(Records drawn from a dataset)
━━━━━━━━

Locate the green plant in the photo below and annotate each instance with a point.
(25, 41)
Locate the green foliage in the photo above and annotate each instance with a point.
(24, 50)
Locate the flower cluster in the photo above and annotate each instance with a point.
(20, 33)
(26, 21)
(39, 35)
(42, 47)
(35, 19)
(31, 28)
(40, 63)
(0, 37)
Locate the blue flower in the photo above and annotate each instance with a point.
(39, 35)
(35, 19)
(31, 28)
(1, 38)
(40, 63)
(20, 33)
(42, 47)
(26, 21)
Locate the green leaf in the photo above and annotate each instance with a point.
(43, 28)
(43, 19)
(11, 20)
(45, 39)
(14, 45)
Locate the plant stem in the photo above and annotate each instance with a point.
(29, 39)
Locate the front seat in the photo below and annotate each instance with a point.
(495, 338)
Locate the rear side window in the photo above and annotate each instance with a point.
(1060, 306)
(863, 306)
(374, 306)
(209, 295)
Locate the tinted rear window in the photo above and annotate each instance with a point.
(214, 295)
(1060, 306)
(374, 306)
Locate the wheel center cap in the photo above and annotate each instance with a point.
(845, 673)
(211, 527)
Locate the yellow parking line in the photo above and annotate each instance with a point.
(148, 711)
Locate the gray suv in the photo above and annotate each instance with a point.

━━━━━━━━

• **Work item**
Retype exactly the lines from the one containing "Locate the wheel" through the end of the data. Add nothing.

• **Problem solution**
Locate the wheel center cap in the photo above and annotate each instance with a point.
(845, 673)
(211, 527)
Locate the yellow parking line in the photo above and annotate each instance with a point.
(148, 711)
Locate the gray suv in the photo above and annotate each instance with a point.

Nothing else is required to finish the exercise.